TASK LIST -
1. Please shorten the paragraph beginning "Jesus spoke this parable" from the post on the barren fig tree parable, keeping its main facts.
2. Transcribe part of the post on the barren fig tree parable word for word, beginning at "I promised to" and stopping after "out, was preempted.".

DOCUMENT SECTION -
**********

Friday, October 9, 2009



I promised to come back and comment on the art piece after research and reflection.
Yesterday I spent the day with a friend in the hospital, that was my God-appointed task, perfectly suited and prepared for me. We were both blessed.
But if I had a schedule mapped out, was preempted.
I did look up the parable in its context and felt it was a bit disconnected. The art piece is very interesting, rather stunning. I especially like the fig painted on the glass, apart from the picture of the fig tree itself. Maybe it's because I love figs. (Incidentally, cousin Rosie passed on the last few figs--real figs, not Newtons, mind you--for a snack on my train ride back from Chicago.)
Jesus spoke this parable toward the end of his ministry. The warnings are stronger, the teaching more authoritative. The example of the barren fig tree follows a series of life admonitions.
I am reminded of the Spanish expression ¡Ojo!, (literally, eye) and its accompanying warning gesture--pointing or pulling down on the corner of the eye.

**********

ENTRIES SHOWN -
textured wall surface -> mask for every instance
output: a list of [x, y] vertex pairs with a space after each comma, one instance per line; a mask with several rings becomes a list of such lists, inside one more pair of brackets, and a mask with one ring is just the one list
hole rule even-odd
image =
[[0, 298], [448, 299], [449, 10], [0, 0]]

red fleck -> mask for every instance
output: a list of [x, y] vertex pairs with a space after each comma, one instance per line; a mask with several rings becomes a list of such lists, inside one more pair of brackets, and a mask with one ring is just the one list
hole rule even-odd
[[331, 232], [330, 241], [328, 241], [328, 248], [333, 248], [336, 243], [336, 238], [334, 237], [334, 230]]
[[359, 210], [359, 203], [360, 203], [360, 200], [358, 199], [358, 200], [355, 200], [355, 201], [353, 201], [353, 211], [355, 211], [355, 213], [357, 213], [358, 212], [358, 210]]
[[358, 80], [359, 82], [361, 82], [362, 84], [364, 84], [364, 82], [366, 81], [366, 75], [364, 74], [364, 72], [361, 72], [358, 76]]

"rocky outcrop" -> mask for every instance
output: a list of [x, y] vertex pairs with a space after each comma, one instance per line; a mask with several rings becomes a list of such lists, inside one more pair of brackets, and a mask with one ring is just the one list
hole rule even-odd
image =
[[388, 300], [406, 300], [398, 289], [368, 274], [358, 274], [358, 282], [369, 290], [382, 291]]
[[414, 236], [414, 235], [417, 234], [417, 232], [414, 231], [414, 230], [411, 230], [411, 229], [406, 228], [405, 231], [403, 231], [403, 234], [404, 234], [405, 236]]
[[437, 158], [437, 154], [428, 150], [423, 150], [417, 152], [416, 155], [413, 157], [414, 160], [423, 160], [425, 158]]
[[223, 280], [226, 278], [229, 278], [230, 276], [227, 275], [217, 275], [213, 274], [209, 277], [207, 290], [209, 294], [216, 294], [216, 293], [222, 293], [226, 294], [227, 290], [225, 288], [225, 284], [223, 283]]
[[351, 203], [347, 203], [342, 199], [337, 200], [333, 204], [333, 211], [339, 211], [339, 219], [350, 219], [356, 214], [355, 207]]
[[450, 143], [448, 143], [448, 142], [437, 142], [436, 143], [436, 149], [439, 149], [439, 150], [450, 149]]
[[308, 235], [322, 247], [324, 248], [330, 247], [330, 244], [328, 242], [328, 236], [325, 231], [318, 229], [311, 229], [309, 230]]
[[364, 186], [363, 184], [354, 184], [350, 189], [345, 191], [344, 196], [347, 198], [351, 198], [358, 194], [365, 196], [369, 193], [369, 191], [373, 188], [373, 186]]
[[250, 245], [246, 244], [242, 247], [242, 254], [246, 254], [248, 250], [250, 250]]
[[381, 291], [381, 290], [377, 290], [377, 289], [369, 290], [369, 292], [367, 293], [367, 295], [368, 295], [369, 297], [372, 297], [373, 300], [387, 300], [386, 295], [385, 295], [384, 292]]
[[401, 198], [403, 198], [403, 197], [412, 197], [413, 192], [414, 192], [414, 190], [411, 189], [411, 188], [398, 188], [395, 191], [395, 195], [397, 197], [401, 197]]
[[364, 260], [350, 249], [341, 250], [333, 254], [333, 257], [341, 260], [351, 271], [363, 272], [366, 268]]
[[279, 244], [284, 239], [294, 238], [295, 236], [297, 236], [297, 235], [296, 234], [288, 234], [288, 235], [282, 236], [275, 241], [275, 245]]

**********

ANSWERS GIVEN -
1. Jesus told this parable late in his ministry, when his warnings grew stronger and his teaching more authoritative. The barren fig tree example comes after a series of life admonitions.

2.
I promised to come back and comment on the art piece after research and reflection.
Yesterday I spent the day with a friend in the hospital, that was my God-appointed task, perfectly suited and prepared for me. We were both blessed.
But if I had a schedule mapped out, was preempted.